# Given text
You are viewing a plain text version of this content. The canonical link for it is here.

Posted to yarn-issues@hadoop.apache.org by "shenhong (JIRA)" <ji...@apache.org> on 2013/08/13 20:40:57 UTC

[jira] [Commented] (YARN-435) Make it easier to access cluster topology information in an AM

    [ https://issues.apache.org/jira/browse/YARN-435?page=com.atlassian.jira.plugin.system.issuetabpanels:comment-tabpanel&focusedCommentId=13738647#comment-13738647 ] 

shenhong commented on YARN-435:
-------------------------------

Firstly, if AM get all nodes in the cluster including their rack information by calling RM. This will increase pressure on the RM's network. For example, the cluster had more than 5000 datanodes.

Secondly, if the yarn cluster only has 100 nodemanagers, but the hdfs it accessed is a cluster with more than 5000 datanodes, we can't get all the nodes including their rack information. However, AM need all the datanode information in it's job.splitmetainfo file, in order to init TaskAttempt. In this case, we can't get all nodes by calling RM.

# Stated problem A
Extract every line of the rows that contains the string "wooden". Case counts.
The YARN-435 comment and the rows are unrelated pieces of material.

Rows from a data source:
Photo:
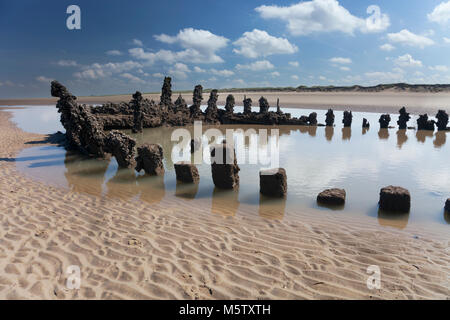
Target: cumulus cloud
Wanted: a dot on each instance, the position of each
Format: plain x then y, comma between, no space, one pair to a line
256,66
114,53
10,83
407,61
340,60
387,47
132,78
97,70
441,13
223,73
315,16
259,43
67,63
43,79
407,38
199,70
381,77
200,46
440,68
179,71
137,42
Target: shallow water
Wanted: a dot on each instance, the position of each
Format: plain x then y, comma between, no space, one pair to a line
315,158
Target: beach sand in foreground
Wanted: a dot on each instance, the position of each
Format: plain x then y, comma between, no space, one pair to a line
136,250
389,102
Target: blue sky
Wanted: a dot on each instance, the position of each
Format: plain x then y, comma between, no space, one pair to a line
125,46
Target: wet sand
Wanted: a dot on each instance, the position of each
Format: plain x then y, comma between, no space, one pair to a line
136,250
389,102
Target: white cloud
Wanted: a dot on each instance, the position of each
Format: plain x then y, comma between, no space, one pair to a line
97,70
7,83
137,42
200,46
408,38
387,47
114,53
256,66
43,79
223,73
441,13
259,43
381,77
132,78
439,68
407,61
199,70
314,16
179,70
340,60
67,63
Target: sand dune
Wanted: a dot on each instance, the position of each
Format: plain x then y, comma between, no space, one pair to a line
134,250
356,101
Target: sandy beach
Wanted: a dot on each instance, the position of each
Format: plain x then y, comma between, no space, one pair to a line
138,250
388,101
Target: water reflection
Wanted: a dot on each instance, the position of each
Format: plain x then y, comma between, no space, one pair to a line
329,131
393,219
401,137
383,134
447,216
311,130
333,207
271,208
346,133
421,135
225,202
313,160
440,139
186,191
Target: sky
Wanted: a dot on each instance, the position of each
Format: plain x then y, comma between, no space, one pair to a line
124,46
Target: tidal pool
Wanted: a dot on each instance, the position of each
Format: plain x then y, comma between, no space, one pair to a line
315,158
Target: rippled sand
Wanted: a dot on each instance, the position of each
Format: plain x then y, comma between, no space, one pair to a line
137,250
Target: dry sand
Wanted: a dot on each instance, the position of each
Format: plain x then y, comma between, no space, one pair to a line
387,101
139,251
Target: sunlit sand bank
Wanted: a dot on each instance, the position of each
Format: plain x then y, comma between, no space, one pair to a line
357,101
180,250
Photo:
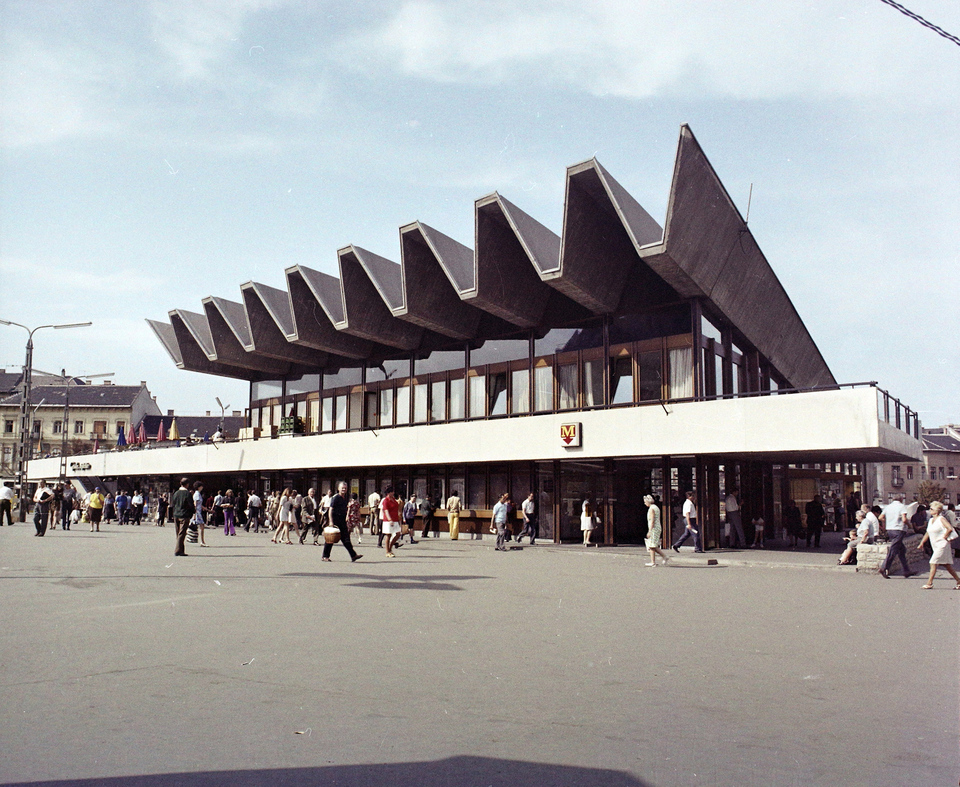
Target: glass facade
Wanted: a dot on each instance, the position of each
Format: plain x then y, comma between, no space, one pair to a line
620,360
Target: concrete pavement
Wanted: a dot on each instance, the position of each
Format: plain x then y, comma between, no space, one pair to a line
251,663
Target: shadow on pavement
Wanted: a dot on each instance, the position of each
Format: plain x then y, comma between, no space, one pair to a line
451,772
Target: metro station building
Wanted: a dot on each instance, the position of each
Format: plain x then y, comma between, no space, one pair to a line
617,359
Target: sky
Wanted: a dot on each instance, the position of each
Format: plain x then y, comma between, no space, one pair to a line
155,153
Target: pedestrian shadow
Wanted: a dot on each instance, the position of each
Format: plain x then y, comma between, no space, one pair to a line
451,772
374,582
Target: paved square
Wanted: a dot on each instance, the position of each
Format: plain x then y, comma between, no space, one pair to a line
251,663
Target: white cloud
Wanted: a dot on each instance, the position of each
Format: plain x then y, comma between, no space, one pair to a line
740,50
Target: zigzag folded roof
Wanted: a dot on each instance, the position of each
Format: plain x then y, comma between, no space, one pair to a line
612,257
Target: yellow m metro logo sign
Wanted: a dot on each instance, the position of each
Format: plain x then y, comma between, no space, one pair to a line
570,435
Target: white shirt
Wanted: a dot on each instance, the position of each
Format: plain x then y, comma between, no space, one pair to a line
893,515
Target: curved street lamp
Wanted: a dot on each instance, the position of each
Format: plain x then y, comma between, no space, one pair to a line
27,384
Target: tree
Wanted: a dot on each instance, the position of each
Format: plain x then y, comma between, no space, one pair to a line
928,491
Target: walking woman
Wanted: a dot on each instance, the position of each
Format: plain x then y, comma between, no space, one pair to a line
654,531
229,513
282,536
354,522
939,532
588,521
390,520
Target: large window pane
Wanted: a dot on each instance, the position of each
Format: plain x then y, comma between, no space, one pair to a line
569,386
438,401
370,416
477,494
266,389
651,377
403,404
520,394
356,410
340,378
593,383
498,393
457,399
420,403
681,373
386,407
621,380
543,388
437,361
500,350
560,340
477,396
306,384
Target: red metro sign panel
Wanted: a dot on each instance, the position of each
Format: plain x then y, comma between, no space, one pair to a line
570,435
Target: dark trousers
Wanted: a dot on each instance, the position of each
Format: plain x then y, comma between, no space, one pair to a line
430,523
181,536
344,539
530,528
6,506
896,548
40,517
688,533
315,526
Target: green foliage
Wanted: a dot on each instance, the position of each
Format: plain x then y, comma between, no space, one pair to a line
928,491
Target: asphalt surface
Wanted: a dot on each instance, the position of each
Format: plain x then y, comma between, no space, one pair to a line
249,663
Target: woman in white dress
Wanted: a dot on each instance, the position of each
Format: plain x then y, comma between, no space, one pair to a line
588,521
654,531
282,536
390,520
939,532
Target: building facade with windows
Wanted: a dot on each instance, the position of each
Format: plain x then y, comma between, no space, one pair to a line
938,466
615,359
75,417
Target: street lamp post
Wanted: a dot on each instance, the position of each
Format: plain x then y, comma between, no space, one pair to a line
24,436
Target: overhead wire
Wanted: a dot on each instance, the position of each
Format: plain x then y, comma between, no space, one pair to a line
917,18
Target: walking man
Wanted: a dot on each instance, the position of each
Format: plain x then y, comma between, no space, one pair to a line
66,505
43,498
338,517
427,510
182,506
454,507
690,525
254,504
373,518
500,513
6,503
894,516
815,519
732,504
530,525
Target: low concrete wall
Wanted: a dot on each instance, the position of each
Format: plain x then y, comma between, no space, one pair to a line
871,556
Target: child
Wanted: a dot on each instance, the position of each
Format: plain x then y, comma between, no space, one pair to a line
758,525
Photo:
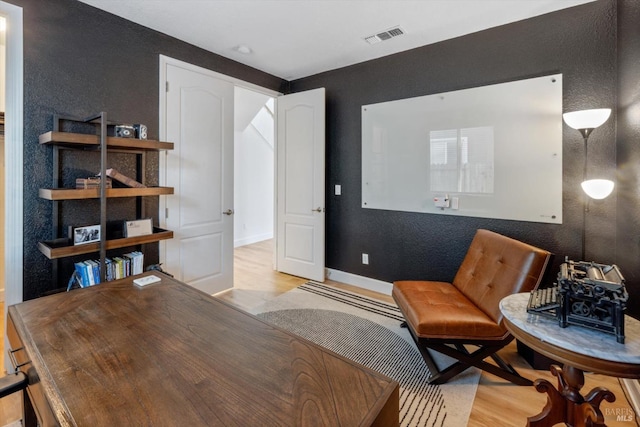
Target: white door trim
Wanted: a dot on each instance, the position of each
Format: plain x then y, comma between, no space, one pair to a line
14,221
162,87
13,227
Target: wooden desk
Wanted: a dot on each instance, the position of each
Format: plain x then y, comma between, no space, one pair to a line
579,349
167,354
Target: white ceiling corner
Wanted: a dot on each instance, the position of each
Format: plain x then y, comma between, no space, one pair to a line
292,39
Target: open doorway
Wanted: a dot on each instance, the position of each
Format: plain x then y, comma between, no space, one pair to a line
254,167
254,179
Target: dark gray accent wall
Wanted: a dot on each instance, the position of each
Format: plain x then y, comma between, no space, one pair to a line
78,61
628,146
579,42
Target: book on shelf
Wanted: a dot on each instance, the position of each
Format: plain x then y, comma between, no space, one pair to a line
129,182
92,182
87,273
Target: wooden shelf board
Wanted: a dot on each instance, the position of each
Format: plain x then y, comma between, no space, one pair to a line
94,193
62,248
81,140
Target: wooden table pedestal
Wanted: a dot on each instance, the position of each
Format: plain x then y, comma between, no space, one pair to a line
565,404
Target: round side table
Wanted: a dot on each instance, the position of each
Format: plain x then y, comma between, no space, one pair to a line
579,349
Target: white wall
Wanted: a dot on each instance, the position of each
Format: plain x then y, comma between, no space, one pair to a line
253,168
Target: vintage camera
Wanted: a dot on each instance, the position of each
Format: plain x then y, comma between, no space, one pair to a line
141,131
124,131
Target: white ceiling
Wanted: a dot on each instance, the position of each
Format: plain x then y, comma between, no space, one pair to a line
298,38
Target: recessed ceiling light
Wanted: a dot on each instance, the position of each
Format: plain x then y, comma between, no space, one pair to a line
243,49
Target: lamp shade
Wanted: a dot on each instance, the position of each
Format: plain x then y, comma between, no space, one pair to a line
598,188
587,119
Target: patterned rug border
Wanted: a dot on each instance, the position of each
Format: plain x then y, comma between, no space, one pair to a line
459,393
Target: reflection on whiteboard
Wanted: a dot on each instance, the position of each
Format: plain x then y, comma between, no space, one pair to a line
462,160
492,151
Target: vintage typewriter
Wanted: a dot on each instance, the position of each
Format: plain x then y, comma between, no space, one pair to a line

# Stated problem B
Resume the YARN-435 comment after its last sentence, keeping to its topic and tone.

# Exercise result A
Target: wooden desk
Target: wooden shelf board
Target: wooden table pedestal

# Exercise result B
                
> Make it easier to access cluster topology information in an AM
> --------------------------------------------------------------
>
>                 Key: YARN-435
>                 URL: https://issues.apache.org/jira/browse/YARN-435
>             Project: Hadoop YARN
>          Issue Type: Sub-task
>            Reporter: Hitesh Shah
>            Assignee: Omkar Vinit Joshi
>
> ClientRMProtocol exposes a getClusterNodes api that provides a report on all nodes in the cluster including their rack information. 
> However, this requires the AM to open and establish a separate connection to the RM in addition to one for the AMRMProtocol. 

--
This message is automatically generated by JIRA.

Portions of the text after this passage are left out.